= MHC class III =

Group of proteins in vertebrates

MHC class III is a group of proteins belonging the class of major histocompatibility complex (MHC). Unlike other MHC types such as MHC class I and MHC class II, of which their structure and functions in immune response are well defined, MHC class III are poorly defined structurally and functionally. They are not involved in antigen binding (the process called antigen presentation, a classic function of MHC proteins). Only few of them are actually involved in immunity while many are signalling molecules in other cell communications. They are mainly known from their genes because their gene cluster is present between those of class I and class II. The gene cluster was discovered when genes (specifically those of complement components C2, C4, and factor B) were found in between class I and class II genes on the short (p) arm of human chromosome 6. It was later found that it contains many genes for different signaling molecules such as tumour necrosis factors (TNFs) and heat shock proteins. More than 60 MHC class III genes are described, which is about 28% of the total MHC genes (224). The region previously considered within MHC class III gene cluster that contains genes for TNFs is now known as MHC class IV or inflammatory region.

In contrast to other MHC proteins, MHC class III proteins are produced by liver cells (hepatocytes) and special white blood cells (macrophages), among others.

==Gene structure==

MHC class III genes are located on chromosome 6 (6p21.3) in humans. It covers 700 kb and contains 61 genes. The gene cluster is the most gene-dense region of the human genome. They are basically similar with those of other animals. The functions of many genes are yet unknown. Many retroelements such as human endogenous retrovirus (HERV) and Alu elements are located in the cluster. The region containing genes WHR1(G11)/C4/Z/CYP21/X/Y, varying in size from 142 to 214 kb, is known as the most complex gene cluster in the human genome.

===Diversity===
MHC class III genes are similar in humans, mouse, frog (Xenopus tropicalis), and gray short-tailed opossum, but not all genes are common. For example, human NCR3, MIC and MCCD1 are absent in mouse. Human NCR3 and LST1 are absent in opossum. However, birds (chicken and quail) have only a single gene, which codes for a complement component gene (C4). In fishes, the genes are distributed in different chromosomes.

....................

YOUR ASSIGNMENT
Copy the MHC class III text from "In contrast to" to "in the human genome.", swapping "gene-dense" for "gene-rich". This material was taken from a separate source.

Stored dataset entries
....................

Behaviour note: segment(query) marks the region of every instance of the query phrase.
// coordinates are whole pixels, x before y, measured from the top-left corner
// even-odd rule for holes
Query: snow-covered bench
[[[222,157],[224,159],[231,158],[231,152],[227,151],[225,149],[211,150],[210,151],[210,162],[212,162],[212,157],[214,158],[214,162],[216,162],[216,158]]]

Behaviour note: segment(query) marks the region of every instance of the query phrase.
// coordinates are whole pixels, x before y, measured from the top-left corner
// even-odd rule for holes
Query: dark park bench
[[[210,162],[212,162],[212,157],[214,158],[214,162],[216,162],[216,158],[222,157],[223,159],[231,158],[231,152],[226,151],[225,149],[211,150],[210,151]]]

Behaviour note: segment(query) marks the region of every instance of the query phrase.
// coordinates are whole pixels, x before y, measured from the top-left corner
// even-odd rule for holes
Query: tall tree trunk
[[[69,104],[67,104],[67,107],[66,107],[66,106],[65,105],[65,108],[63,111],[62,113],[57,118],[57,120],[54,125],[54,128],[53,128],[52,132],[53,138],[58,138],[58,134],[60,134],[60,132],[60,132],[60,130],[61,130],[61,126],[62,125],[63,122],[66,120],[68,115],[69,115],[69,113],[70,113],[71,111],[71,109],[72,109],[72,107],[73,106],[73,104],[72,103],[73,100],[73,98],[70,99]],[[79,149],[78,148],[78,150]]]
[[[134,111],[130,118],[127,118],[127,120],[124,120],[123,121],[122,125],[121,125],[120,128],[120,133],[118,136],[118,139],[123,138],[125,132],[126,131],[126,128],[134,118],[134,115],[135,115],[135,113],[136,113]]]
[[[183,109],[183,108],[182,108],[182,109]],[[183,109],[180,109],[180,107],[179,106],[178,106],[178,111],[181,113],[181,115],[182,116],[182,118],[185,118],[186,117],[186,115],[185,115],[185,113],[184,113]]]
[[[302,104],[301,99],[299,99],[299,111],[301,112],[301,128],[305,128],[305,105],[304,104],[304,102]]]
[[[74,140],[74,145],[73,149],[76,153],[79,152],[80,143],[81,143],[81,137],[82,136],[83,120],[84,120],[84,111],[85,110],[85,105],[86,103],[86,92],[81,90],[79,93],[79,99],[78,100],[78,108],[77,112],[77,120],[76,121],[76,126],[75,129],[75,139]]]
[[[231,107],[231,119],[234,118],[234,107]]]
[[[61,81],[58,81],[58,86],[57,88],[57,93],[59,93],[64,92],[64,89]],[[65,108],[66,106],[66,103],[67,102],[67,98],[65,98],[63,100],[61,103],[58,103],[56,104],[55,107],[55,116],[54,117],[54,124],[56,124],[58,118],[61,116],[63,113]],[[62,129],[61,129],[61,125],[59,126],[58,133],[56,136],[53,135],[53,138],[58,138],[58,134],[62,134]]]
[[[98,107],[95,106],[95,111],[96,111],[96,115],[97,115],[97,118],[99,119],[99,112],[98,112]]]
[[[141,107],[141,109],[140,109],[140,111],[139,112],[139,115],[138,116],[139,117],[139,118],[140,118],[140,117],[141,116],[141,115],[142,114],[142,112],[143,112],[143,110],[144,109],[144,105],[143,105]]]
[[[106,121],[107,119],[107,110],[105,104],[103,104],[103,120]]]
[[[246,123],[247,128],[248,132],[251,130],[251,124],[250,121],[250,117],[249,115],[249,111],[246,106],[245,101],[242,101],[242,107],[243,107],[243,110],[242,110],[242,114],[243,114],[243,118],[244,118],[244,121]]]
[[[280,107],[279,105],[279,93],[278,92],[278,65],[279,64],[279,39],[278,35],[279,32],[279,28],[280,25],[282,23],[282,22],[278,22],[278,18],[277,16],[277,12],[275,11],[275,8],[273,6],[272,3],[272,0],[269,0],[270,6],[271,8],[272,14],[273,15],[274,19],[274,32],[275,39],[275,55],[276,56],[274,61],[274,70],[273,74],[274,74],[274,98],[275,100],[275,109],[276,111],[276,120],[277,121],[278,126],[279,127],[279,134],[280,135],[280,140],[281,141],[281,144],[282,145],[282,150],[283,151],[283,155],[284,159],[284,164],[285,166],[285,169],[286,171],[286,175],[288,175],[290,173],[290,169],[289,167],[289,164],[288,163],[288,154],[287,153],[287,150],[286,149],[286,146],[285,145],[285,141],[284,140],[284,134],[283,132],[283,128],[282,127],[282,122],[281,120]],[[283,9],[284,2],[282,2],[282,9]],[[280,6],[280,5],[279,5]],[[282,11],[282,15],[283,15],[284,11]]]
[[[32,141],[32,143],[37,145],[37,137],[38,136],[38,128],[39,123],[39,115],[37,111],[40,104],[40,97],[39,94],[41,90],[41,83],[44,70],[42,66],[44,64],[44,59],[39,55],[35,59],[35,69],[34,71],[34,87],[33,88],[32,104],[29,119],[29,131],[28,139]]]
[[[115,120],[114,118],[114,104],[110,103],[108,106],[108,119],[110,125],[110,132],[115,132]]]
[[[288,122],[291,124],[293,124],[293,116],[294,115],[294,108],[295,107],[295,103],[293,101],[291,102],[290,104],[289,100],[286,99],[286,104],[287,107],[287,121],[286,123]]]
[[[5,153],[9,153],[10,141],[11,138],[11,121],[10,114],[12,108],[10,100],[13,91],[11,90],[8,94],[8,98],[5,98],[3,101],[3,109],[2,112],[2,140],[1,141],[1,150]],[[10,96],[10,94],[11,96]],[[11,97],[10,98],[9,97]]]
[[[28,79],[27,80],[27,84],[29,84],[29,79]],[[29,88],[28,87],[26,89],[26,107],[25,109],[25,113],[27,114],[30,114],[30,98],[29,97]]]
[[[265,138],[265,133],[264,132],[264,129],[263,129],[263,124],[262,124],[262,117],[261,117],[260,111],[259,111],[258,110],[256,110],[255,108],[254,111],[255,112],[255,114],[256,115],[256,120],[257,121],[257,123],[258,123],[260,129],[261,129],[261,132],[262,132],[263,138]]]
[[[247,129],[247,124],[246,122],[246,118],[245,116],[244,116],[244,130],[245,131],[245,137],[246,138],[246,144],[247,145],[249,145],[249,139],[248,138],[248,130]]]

....................

SOLUTION FOR THIS PROBLEM
In contrast to other MHC proteins, MHC class III proteins are produced by liver cells (hepatocytes) and special white blood cells (macrophages), among others.

==Gene structure==

MHC class III genes are located on chromosome 6 (6p21.3) in humans. It covers 700 kb and contains 61 genes. The gene cluster is the most gene-rich region of the human genome. They are basically similar with those of other animals. The functions of many genes are yet unknown. Many retroelements such as human endogenous retrovirus (HERV) and Alu elements are located in the cluster. The region containing genes WHR1(G11)/C4/Z/CYP21/X/Y, varying in size from 142 to 214 kb, is known as the most complex gene cluster in the human genome.